**Aim**
Every line from the one containing "on the reflection" to the final line of the material below must be reproduced exactly; leave out all other lines.

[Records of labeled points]
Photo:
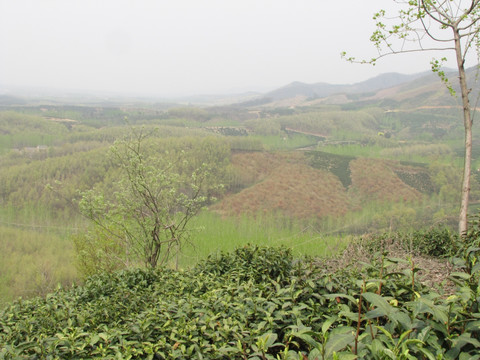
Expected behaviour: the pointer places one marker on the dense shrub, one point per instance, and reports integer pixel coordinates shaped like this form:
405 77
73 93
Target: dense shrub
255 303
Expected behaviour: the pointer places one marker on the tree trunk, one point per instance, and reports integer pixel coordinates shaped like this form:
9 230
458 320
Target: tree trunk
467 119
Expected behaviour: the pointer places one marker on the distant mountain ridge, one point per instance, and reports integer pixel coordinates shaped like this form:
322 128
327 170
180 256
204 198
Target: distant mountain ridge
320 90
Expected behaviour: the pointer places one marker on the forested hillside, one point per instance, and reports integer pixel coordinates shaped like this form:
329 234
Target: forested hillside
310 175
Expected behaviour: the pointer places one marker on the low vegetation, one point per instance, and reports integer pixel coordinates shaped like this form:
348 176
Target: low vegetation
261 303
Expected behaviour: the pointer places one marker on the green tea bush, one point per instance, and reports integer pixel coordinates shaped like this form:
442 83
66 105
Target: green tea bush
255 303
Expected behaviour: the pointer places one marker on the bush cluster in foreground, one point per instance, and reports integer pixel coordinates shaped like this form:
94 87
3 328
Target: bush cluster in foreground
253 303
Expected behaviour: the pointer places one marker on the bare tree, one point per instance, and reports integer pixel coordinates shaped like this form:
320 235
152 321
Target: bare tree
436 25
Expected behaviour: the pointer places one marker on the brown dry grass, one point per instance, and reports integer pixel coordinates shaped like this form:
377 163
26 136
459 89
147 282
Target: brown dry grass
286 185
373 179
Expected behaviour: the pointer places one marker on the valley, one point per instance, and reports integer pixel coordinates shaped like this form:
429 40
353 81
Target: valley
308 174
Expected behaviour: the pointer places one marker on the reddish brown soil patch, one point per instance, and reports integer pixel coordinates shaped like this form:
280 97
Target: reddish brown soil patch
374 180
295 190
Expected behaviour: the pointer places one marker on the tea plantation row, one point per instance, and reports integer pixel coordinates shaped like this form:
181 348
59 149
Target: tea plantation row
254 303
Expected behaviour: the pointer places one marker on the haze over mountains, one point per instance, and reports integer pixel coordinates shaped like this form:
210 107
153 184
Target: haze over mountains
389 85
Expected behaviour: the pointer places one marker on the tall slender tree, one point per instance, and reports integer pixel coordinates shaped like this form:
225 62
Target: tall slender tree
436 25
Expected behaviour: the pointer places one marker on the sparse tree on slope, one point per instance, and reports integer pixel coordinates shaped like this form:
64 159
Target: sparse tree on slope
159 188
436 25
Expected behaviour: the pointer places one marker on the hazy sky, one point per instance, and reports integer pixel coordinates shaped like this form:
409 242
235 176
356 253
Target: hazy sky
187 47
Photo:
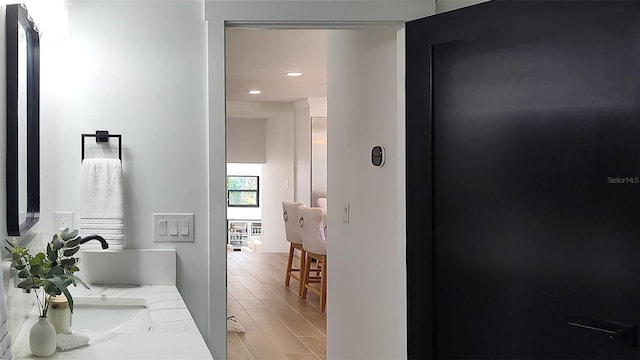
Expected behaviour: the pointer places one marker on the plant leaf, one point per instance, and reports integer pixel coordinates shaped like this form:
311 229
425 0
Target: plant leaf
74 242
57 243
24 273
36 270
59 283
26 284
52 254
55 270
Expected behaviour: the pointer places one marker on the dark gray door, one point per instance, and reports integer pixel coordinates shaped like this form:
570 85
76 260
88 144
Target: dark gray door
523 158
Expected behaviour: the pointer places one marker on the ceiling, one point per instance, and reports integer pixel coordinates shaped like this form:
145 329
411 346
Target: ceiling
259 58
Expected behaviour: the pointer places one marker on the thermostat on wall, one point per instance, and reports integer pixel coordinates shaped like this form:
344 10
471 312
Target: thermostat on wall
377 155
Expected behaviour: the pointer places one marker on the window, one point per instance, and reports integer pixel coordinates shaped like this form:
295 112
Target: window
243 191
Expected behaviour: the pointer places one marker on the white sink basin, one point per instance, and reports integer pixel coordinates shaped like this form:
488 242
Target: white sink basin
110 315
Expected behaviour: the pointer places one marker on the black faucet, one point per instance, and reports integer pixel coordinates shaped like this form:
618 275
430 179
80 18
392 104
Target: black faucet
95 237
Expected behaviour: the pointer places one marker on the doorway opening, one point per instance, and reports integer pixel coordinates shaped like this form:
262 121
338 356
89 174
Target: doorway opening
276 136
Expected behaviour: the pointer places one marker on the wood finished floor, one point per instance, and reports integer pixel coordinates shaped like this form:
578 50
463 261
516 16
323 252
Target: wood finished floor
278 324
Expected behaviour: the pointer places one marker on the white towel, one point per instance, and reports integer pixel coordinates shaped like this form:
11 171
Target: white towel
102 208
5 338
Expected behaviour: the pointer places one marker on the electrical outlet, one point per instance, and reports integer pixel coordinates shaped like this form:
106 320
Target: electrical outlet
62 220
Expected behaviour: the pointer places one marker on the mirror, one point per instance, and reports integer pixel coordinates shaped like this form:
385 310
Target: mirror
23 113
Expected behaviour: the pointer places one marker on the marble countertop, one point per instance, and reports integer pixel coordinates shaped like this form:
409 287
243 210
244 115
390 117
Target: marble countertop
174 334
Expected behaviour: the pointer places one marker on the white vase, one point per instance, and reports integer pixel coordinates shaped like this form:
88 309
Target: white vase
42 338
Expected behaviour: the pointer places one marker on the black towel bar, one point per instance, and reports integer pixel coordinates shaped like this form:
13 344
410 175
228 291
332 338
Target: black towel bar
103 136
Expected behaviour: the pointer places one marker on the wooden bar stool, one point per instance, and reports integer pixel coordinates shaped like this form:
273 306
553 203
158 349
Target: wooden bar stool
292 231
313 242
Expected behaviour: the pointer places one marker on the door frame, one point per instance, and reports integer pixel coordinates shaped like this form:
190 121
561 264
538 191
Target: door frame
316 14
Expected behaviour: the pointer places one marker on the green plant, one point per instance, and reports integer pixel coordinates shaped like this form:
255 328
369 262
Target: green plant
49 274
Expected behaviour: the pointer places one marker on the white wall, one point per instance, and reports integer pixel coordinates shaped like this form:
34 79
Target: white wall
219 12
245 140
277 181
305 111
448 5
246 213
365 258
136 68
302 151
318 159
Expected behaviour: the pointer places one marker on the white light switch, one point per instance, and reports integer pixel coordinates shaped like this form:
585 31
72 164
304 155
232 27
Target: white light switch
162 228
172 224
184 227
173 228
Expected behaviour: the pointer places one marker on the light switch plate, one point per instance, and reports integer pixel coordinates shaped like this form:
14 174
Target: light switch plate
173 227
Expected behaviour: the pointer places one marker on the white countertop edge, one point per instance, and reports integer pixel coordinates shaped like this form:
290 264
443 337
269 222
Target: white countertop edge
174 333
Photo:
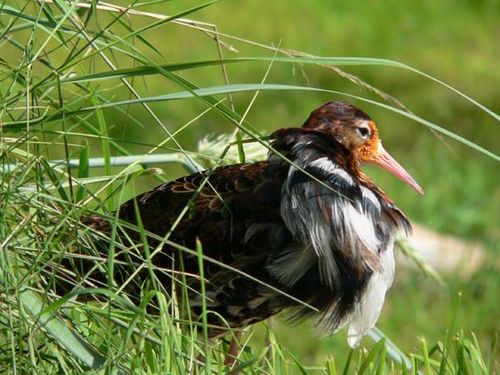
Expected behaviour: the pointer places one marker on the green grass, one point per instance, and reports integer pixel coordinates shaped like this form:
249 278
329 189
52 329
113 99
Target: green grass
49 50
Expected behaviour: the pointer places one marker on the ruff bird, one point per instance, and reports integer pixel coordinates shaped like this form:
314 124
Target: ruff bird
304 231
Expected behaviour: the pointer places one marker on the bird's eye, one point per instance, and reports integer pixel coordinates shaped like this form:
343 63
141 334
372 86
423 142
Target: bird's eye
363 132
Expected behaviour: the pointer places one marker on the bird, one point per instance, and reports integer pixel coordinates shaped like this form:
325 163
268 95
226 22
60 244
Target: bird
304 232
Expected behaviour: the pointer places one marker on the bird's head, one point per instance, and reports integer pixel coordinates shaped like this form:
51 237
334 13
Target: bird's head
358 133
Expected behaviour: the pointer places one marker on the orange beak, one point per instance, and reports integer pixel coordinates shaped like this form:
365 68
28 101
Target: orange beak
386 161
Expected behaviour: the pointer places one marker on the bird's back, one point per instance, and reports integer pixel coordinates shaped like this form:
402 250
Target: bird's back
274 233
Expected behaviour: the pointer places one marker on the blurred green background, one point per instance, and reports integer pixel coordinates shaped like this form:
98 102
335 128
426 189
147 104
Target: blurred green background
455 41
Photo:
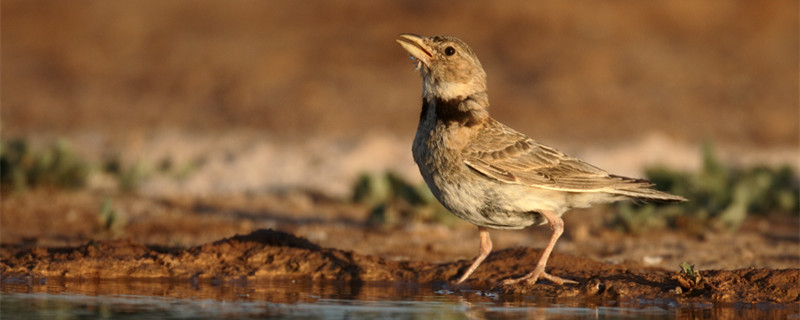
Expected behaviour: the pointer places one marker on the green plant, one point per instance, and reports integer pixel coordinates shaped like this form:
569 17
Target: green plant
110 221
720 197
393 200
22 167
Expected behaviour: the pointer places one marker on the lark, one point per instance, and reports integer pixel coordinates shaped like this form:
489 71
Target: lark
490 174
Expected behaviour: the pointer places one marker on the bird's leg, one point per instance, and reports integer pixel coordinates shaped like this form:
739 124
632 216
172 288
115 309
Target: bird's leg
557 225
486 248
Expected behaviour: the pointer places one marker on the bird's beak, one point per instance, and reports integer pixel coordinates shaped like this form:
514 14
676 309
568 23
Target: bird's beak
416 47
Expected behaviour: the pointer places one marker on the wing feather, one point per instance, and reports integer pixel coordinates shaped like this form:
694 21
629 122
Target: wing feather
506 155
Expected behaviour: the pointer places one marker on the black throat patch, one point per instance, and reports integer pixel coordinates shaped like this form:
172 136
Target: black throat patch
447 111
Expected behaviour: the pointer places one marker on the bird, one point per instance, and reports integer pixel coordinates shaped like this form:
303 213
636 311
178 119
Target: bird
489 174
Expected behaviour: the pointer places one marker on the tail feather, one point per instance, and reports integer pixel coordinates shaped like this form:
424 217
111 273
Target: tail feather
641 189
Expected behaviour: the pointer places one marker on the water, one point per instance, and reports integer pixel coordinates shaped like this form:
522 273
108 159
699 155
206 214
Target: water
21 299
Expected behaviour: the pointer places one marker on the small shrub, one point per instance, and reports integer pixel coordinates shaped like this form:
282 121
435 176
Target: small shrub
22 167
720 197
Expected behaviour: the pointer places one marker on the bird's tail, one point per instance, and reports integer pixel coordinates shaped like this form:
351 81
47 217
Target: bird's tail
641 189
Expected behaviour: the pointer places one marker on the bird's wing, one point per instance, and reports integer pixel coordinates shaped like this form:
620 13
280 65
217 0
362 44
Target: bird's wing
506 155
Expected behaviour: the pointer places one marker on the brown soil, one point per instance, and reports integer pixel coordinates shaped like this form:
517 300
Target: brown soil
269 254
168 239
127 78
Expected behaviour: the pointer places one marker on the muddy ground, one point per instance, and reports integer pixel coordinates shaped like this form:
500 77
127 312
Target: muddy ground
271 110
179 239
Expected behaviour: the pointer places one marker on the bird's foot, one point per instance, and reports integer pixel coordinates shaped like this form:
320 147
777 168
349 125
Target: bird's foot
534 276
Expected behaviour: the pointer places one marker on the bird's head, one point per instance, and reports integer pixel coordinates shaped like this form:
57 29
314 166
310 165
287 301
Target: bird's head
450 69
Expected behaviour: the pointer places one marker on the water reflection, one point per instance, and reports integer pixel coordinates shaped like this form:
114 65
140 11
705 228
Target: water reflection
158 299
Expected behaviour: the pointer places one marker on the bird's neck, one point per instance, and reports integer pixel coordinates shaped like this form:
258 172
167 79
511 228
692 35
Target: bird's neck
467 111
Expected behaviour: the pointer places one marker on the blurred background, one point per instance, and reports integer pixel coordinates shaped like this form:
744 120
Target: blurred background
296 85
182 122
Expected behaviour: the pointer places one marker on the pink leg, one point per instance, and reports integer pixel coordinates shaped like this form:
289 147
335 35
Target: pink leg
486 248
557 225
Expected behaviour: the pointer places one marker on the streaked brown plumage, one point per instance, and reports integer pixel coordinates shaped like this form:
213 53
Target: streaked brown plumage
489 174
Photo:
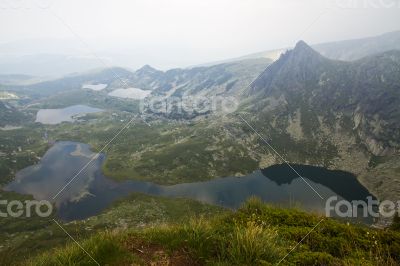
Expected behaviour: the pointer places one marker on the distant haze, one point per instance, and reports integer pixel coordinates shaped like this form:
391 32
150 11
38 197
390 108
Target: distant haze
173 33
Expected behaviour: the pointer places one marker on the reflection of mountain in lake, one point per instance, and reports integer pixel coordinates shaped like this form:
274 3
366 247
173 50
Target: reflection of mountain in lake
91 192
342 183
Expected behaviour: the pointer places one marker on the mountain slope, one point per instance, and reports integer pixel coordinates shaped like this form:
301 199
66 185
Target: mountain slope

**Answer to the task**
Expected behaviour: the pointer places one marker on the reflection of mountain in lake, one point per instance, and reports integer pixel coordinates shaped like this form:
274 3
366 247
173 50
Target: reflection of mountain in lake
91 192
342 183
Expected behaviour: the pointer places one marker on the mountain slope, one point per instance, and reports integer pixel coordinates shaped like this form:
301 199
66 185
Target: mountain slope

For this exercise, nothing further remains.